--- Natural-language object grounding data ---
........
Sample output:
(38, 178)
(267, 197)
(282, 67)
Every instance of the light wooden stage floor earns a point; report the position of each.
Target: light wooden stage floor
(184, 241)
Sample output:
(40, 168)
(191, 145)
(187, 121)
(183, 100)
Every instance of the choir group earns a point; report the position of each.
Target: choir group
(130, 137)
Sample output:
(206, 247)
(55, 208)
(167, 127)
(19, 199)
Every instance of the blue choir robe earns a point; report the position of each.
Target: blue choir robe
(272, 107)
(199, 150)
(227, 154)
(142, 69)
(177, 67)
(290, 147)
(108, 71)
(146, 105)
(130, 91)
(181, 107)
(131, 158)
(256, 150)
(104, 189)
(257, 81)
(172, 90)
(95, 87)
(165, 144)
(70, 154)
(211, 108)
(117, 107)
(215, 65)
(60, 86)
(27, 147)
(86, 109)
........
Each line of the data above needs to be returned exactly.

--- Exercise result ---
Sample output:
(38, 178)
(267, 197)
(282, 67)
Every instance of the light wooden stage floor earns a point; report the position of each.
Target: light wooden stage floor
(184, 241)
Sample output:
(40, 168)
(191, 145)
(187, 121)
(183, 100)
Every instance of the choir group earns a point; report the position of each.
Target: choir group
(130, 137)
Sample output:
(206, 247)
(55, 208)
(167, 127)
(19, 199)
Every instance of the blue choir robe earns a point; report the position of each.
Target: blue choir robe
(272, 107)
(199, 150)
(227, 154)
(142, 69)
(177, 67)
(290, 147)
(108, 71)
(146, 105)
(130, 91)
(181, 107)
(131, 158)
(256, 150)
(104, 189)
(257, 81)
(172, 90)
(95, 87)
(165, 144)
(70, 154)
(211, 108)
(117, 107)
(215, 65)
(60, 86)
(27, 147)
(86, 109)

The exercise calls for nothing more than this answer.